*Task to carry out*: An exact repetition of all the entries that follow is required.

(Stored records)

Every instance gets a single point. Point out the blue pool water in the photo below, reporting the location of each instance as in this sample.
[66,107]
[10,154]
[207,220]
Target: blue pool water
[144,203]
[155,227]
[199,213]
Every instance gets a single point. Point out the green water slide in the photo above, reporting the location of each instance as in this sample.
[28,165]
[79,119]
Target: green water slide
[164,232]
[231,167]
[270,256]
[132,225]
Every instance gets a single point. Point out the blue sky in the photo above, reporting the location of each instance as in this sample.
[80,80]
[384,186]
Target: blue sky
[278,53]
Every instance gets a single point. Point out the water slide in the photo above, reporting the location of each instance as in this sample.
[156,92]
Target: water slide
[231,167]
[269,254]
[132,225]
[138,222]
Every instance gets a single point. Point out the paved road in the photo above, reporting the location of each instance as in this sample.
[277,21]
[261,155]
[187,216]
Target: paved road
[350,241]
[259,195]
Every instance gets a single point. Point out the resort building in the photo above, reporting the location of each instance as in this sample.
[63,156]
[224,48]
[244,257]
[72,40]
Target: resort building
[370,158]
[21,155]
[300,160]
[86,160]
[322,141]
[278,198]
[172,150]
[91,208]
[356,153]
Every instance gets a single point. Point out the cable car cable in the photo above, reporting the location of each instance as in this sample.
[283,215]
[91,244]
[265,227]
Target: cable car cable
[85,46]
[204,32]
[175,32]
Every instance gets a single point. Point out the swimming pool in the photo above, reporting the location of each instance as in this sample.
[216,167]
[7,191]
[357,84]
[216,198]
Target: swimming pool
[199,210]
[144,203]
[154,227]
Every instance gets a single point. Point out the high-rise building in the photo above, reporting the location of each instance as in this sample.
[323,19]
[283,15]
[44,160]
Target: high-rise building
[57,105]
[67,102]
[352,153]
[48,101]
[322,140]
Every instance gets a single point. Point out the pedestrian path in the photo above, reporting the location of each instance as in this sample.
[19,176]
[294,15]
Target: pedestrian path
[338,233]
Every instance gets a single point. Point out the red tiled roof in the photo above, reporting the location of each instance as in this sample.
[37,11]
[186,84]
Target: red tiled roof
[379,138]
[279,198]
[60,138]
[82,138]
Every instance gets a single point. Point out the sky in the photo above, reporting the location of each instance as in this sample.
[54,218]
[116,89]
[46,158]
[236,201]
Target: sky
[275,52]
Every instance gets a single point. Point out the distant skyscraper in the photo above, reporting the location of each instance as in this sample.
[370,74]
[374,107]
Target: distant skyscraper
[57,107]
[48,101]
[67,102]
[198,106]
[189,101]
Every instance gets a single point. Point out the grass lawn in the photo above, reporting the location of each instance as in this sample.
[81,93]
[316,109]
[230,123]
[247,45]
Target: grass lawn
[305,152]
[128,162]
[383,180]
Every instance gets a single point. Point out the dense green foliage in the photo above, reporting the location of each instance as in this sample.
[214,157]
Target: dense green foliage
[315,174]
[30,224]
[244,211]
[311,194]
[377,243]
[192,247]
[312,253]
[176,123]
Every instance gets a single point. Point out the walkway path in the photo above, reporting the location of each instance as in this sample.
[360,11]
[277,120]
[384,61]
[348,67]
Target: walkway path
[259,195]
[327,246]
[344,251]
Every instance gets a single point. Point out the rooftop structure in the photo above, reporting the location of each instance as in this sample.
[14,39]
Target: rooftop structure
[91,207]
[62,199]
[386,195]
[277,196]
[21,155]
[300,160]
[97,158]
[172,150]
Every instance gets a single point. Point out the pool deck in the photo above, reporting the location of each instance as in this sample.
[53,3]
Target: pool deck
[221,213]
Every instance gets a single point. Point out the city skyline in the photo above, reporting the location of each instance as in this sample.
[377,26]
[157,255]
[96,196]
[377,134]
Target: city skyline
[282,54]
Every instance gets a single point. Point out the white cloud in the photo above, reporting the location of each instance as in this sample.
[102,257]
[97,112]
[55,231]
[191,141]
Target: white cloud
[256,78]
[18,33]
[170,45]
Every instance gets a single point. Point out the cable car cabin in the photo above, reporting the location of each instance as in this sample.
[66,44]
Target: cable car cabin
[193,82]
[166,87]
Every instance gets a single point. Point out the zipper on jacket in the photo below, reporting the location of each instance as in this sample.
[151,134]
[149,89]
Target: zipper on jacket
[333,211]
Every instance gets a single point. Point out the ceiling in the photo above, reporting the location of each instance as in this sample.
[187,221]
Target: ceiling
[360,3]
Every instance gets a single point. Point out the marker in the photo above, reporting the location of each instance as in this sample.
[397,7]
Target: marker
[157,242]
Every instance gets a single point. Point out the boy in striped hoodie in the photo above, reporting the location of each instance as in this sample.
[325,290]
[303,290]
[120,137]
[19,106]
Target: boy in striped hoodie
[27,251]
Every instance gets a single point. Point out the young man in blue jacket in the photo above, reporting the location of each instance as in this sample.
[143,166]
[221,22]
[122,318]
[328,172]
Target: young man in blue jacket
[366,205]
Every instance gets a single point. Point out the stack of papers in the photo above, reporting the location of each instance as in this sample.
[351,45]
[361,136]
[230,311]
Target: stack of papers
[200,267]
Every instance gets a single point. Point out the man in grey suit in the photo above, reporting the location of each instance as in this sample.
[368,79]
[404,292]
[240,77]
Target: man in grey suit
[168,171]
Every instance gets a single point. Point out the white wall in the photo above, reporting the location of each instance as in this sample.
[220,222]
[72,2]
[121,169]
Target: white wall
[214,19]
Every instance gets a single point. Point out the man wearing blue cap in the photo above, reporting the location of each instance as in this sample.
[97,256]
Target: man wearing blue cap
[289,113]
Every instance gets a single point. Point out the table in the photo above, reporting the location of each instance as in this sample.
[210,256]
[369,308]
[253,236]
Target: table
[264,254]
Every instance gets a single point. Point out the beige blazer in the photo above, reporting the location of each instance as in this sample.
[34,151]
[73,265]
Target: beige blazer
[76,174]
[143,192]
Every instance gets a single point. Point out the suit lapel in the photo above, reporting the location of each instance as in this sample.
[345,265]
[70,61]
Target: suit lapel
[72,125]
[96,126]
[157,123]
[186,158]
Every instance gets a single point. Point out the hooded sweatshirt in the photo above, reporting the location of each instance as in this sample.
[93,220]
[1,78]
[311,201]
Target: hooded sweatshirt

*Response to this task*:
Every instance gets a single point. Point out the blue pool water in the photo below, reporting the location of each instance as in this sample.
[66,107]
[10,154]
[207,220]
Target: blue pool water
[144,203]
[155,227]
[199,213]
Every instance gets a single point. Point out the green water slide in the photo above, reporting the location of each instance as in this sample.
[28,165]
[79,119]
Target: green water slide
[164,232]
[231,167]
[270,256]
[132,225]
Every instance gets a single point. Point out the blue sky in the photo above, reporting the location of each instance as in this sample.
[80,80]
[384,186]
Target: blue sky
[278,53]
Every instance gets a single point. Point out the water slide in the photo above, reporting the location of each instance as in this sample.
[156,92]
Target: water slide
[231,167]
[269,254]
[132,225]
[138,222]
Every instance gets a single point. Point out the paved road in the photo above, reporting the location of each instance as in this sample.
[277,21]
[261,155]
[187,216]
Target: paved road
[350,241]
[259,195]
Every instance gets a single point. Point out the resort building in the photo above, reporting the location of each instance as in this sample.
[63,156]
[224,48]
[244,257]
[72,40]
Target: resort building
[370,158]
[21,155]
[300,160]
[86,160]
[322,141]
[278,198]
[172,150]
[91,208]
[356,153]
Every instance gets a single point. Point out the cable car cable in the photo above, reporting the location of each instance as in this sample.
[283,215]
[91,244]
[265,227]
Target: cable car cable
[85,46]
[204,32]
[175,32]
Every instance gets a single point. Point out the swimming pool in the photo above, reporting the location of each instance as in this sample.
[216,167]
[7,191]
[357,84]
[216,198]
Target: swimming pool
[199,210]
[144,203]
[154,227]
Every instance gets a single point. Point out the high-rise building in the photo above, reporting the location of each instance as in this sample.
[323,19]
[283,15]
[44,160]
Target: high-rise building
[57,105]
[67,102]
[352,153]
[48,101]
[322,140]
Every instance gets a single point. Point out the pedestrian path in the photo above, reporting the location of each instance as in this sample.
[19,176]
[294,15]
Target: pedestrian path
[338,233]
Every instance gets a single point. Point out the red tiled roof in the photo above, reporting the location of each instance as in this sample.
[37,11]
[186,84]
Target: red tiled roof
[379,138]
[279,198]
[60,138]
[82,138]
Every instance gets a single point. Point out the sky in the photo above, reporting the location of each instance as in this sample.
[54,218]
[116,89]
[46,158]
[236,201]
Target: sky
[275,52]
Every instance gets a single point. Point out the distant skyscraper in the photo above, reporting the location of each instance as in this sample.
[370,74]
[374,107]
Target: distant skyscraper
[57,107]
[48,101]
[67,102]
[198,106]
[189,101]
Every instance gets a single point. Point out the grass lawn in the photo above, reporting the location of each instance as in this sample.
[81,93]
[316,109]
[230,123]
[247,45]
Target: grass lawn
[305,152]
[128,162]
[383,180]
Every instance gets a single point. Point out the dense green foliage in the photo above, reporting the location of each instance as in this sample.
[214,157]
Target: dense green foliage
[315,174]
[30,224]
[244,211]
[311,194]
[377,243]
[192,247]
[312,253]
[176,123]
Every instance gets a single point. Point out the walkway path in the photo above, reporting the location of each instance as in this sample.
[360,11]
[277,120]
[384,61]
[348,67]
Target: walkway path
[259,195]
[327,246]
[344,251]
Every instance gets a single point. Point out the rooftop structure in the photo above, reporting the location of each instance as in this sample.
[14,39]
Target: rooftop structure
[91,207]
[62,199]
[386,195]
[277,196]
[21,155]
[300,160]
[97,158]
[172,150]
Every instance gets a single point. Point out the pool deck in the photo above, reporting the location of each instance as in this sample.
[53,3]
Target: pool deck
[221,213]
Every instance gets a single point. Point out the city skyline in the photo above, reporting the location of each instance as in this sample.
[377,26]
[157,255]
[96,196]
[377,134]
Target: city skyline
[282,54]
Every instance gets a single point. Point out the white cloud in the photo above, reporting the location of each instance as in this sample.
[102,257]
[97,112]
[55,231]
[191,141]
Target: white cloud
[256,78]
[18,33]
[170,45]
Every instance gets a single point. Point out the cable car cabin in the photo above, reporting the location of each instance as in this sample.
[66,44]
Target: cable car cabin
[193,82]
[166,87]
Every instance gets a single point. Point out the zipper on jacket in the photo below, reporting the location of each instance as in this sample.
[151,134]
[149,89]
Target: zipper on jacket
[333,211]
Every instance gets a single point. Point out the ceiling in the photo above, reporting the location of each instance as in this sample.
[187,221]
Target: ceiling
[360,3]
Every instance gets a single point. Point out the marker in the photo above, reporting the location of each instance as in this sample.
[397,7]
Target: marker
[157,242]
Every instance gets a single point. Point out the boy in striped hoodie in the photo above, reporting the location of each instance as in this sample.
[325,290]
[303,290]
[120,137]
[19,106]
Target: boy in striped hoodie
[27,251]
Every instance gets a single point. Point out the young man in blue jacket in the photo above, reporting the location of each instance as in this sample.
[143,166]
[221,22]
[122,318]
[328,172]
Target: young man in blue jacket
[366,205]
Every instance gets a single point. Point out the stack of papers in the photo above, reporting the location of each instance as in this sample.
[351,45]
[361,136]
[230,311]
Target: stack of papers
[200,267]
Every instance gets a single point. Point out the man in grey suit in the photo above, reporting the location of each instance as in this sample.
[368,79]
[404,292]
[240,77]
Target: man in grey suit
[168,171]
Every instance gets a single point. Point out the white wall in the photo above, reporting the location of each instance as in this sample.
[220,222]
[72,2]
[121,169]
Target: white wall
[214,19]
Every instance gets a single point. Point out the man wearing blue cap in the photo above, reporting the location of each instance as in this sample.
[97,256]
Target: man wearing blue cap
[289,113]
Every instance gets a single point. Point out the table in the photo above, reporting the location of each instance as in this sample.
[210,256]
[369,308]
[253,236]
Target: table
[264,254]
Every instance gets a single point. Point out the beige blazer in the photo above, reporting the location of each instance as in this sample.
[34,151]
[73,265]
Target: beige blazer
[76,174]
[143,192]
Every instance gets a single point. Point out the suit lapel in the photo above, reporting the location of each instance as in this sample.
[345,265]
[70,61]
Target: suit lapel
[72,125]
[96,126]
[157,123]
[186,158]
Every instance gets a single point. Point out the hooded sweatshirt in the photo above, reporting the location of each instance as in this sample.
[93,220]
[1,78]
[311,201]
Target: hooded sweatshirt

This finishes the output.